Data supplied:

□ □ □ □ □

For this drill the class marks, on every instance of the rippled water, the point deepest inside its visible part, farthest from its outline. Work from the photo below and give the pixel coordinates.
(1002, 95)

□ □ □ □ □

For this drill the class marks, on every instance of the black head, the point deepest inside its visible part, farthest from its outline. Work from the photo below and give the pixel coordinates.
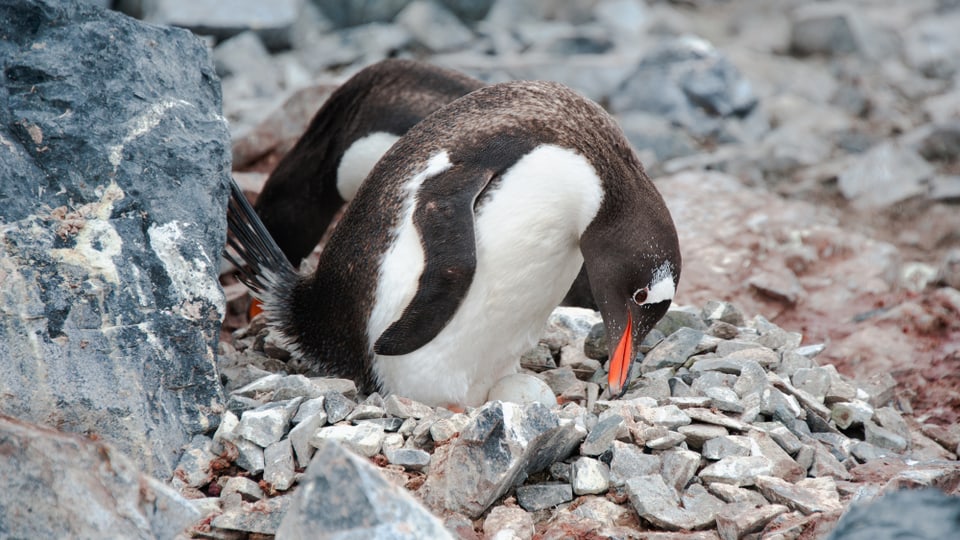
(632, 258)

□ □ □ □ □

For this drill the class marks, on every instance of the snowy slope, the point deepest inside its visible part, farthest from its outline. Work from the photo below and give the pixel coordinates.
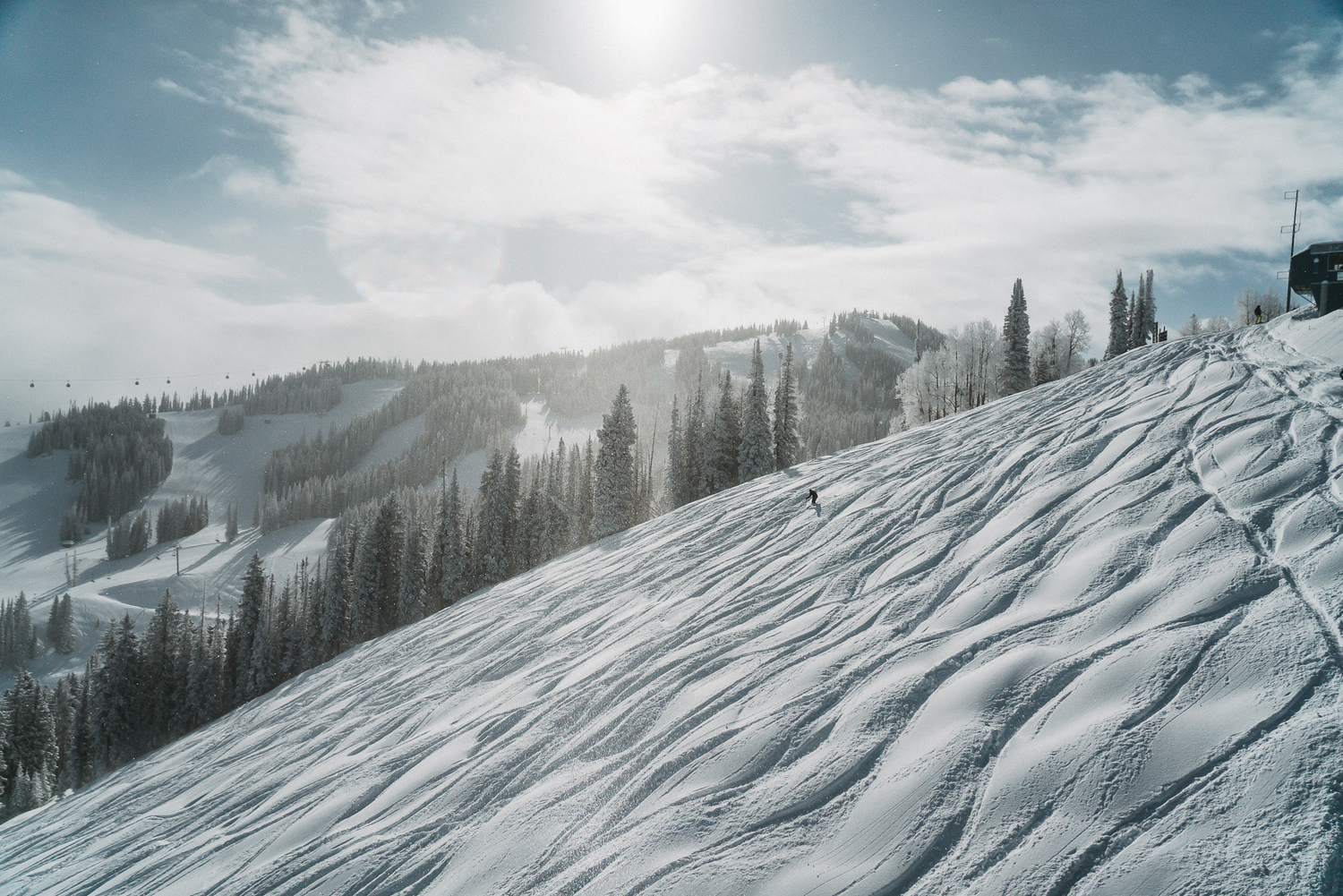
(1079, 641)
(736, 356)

□ □ □ □ □

Count the lines in the records above that contain the word "every", matching case exactly, and give only the number.

Expected output: 3